- DATA
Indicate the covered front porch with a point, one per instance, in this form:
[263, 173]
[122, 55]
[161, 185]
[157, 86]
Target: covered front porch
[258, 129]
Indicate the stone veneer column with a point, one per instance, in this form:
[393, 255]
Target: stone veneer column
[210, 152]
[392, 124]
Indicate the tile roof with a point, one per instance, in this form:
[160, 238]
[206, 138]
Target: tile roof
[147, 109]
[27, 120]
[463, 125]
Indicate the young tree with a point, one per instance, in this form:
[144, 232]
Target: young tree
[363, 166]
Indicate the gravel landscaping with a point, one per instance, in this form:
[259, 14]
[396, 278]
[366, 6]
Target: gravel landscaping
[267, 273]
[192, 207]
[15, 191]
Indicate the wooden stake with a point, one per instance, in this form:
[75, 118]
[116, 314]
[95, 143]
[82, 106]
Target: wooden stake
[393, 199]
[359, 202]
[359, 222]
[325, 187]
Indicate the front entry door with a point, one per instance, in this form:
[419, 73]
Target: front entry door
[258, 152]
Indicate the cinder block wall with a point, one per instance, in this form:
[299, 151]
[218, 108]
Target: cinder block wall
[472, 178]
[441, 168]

- EXERCISE BRIEF
Copy each line of the listing that carries the word "with".

- EXERCISE SOLUTION
Indicate the covered front porch with a point, one per instance, in this form:
Indicate the stone veneer column with a point, one per instance, in this form:
Indicate the tile roof with a point, one per instance, in this form:
Indicate the young tree with a point, one per instance, in this form:
Indicate the gravel landscaping with a point, one per instance, in this form:
Indicate the wooden stake with a point, one per instance, in this form:
Indicate the front entry door with a point, one per instance, in this form:
Indicate the cinder block wall with a point, one per instance, in this form:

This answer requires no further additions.